__WHAT IS NEEDED__:
The records below are to be repeated in full, exactly as they are.

__RECORDS FOR THE TASK__:
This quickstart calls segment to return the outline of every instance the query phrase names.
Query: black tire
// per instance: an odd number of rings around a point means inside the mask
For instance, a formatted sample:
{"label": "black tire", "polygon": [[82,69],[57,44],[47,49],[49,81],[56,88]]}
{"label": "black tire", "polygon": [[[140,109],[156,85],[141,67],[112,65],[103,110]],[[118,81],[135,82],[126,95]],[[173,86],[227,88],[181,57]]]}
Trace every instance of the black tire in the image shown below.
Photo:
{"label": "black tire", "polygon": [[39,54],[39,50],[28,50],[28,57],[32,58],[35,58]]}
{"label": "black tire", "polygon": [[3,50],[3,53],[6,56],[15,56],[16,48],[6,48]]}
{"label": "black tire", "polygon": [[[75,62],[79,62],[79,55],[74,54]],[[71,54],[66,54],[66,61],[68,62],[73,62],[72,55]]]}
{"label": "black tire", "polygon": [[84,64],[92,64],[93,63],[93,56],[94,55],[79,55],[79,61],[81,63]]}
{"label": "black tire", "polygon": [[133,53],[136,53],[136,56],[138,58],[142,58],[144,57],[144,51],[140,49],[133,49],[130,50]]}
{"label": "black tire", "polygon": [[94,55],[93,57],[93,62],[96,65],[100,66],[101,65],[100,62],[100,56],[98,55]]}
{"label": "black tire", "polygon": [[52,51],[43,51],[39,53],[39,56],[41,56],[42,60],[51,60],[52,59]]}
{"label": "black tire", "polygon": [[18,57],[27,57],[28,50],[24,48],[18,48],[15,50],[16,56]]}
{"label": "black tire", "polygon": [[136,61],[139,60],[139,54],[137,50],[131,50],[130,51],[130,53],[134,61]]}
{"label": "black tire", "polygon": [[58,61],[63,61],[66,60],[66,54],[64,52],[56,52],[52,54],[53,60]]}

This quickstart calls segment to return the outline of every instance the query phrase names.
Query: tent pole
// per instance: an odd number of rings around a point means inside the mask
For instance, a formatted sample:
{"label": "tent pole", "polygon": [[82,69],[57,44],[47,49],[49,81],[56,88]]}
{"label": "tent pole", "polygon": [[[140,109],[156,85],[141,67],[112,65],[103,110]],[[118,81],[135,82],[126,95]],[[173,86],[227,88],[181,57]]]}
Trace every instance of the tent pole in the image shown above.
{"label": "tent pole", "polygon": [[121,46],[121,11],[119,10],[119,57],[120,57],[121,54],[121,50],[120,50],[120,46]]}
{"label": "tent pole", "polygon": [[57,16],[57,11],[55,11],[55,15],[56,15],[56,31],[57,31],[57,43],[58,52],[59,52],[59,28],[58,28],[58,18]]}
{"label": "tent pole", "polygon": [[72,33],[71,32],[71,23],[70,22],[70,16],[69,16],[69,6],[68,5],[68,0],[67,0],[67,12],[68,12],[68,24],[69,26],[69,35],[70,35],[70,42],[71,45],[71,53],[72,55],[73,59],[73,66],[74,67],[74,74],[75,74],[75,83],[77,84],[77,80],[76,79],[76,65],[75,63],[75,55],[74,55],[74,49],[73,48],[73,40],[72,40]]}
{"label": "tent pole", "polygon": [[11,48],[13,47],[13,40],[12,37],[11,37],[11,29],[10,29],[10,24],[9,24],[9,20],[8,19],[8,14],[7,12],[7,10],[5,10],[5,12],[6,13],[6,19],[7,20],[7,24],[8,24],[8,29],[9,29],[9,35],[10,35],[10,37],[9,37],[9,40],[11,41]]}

__ANSWER TO THIS TASK__:
This quickstart calls segment to return the outline of every instance the query phrase names.
Query: black tire
// per instance: an odd number of rings around a point means inside the mask
For instance, a formatted sample:
{"label": "black tire", "polygon": [[82,69],[57,44],[47,49],[49,81],[56,88]]}
{"label": "black tire", "polygon": [[[140,109],[156,85],[141,67],[112,65],[103,110]],[[118,81],[135,82],[126,95]],[[173,86],[227,88],[181,57]]]}
Trace every instance of the black tire in the image shown below.
Photo:
{"label": "black tire", "polygon": [[39,54],[39,50],[28,50],[28,57],[32,58],[35,58]]}
{"label": "black tire", "polygon": [[3,50],[3,53],[6,56],[15,56],[16,48],[6,48]]}
{"label": "black tire", "polygon": [[[75,62],[79,62],[79,55],[74,54]],[[71,54],[66,54],[66,61],[68,62],[73,62],[72,55]]]}
{"label": "black tire", "polygon": [[84,64],[92,64],[93,63],[93,56],[94,55],[79,55],[79,61],[81,63]]}
{"label": "black tire", "polygon": [[133,53],[136,53],[136,56],[138,58],[142,58],[144,57],[144,51],[140,49],[133,49],[130,50]]}
{"label": "black tire", "polygon": [[94,55],[93,57],[93,62],[96,65],[100,66],[101,65],[100,62],[100,56],[98,55]]}
{"label": "black tire", "polygon": [[52,51],[43,51],[39,53],[39,56],[41,56],[42,60],[51,60],[52,59]]}
{"label": "black tire", "polygon": [[18,57],[27,57],[28,50],[24,48],[18,48],[15,50],[16,56]]}
{"label": "black tire", "polygon": [[136,61],[139,60],[139,54],[137,50],[131,50],[130,51],[130,53],[134,61]]}
{"label": "black tire", "polygon": [[58,61],[63,61],[66,60],[66,54],[64,52],[56,52],[52,54],[53,60]]}

This quickstart calls segment to return the outline of every instance the query phrase names.
Query: tent pole
// per instance: an odd number of rings around a point means inside the mask
For instance, a formatted sample:
{"label": "tent pole", "polygon": [[82,69],[57,44],[47,49],[49,81],[56,88]]}
{"label": "tent pole", "polygon": [[[140,109],[156,85],[141,67],[112,65],[103,110]],[[118,81],[135,82],[126,95]],[[173,86],[227,88],[181,57]]]}
Trace every instance of the tent pole in the image shown above.
{"label": "tent pole", "polygon": [[121,46],[121,11],[119,10],[119,57],[120,57],[121,54],[121,50],[120,50],[120,46]]}
{"label": "tent pole", "polygon": [[57,16],[57,11],[55,11],[55,15],[56,15],[56,31],[57,31],[57,43],[58,52],[59,52],[59,28],[58,28],[58,18]]}
{"label": "tent pole", "polygon": [[72,33],[71,32],[71,23],[70,22],[70,16],[69,16],[69,6],[68,5],[68,0],[67,0],[67,12],[68,12],[68,24],[69,26],[69,35],[70,35],[70,42],[71,45],[71,53],[72,55],[73,59],[73,66],[74,67],[74,74],[75,74],[75,83],[77,84],[77,80],[76,79],[76,65],[75,63],[75,55],[74,55],[74,49],[73,48],[73,40],[72,40]]}
{"label": "tent pole", "polygon": [[11,48],[13,47],[13,40],[12,37],[11,37],[11,29],[10,29],[10,24],[9,24],[9,20],[8,19],[8,14],[7,12],[7,10],[5,10],[5,12],[6,13],[6,19],[7,20],[7,24],[8,24],[8,29],[9,29],[9,35],[10,35],[10,37],[9,37],[9,40],[11,41]]}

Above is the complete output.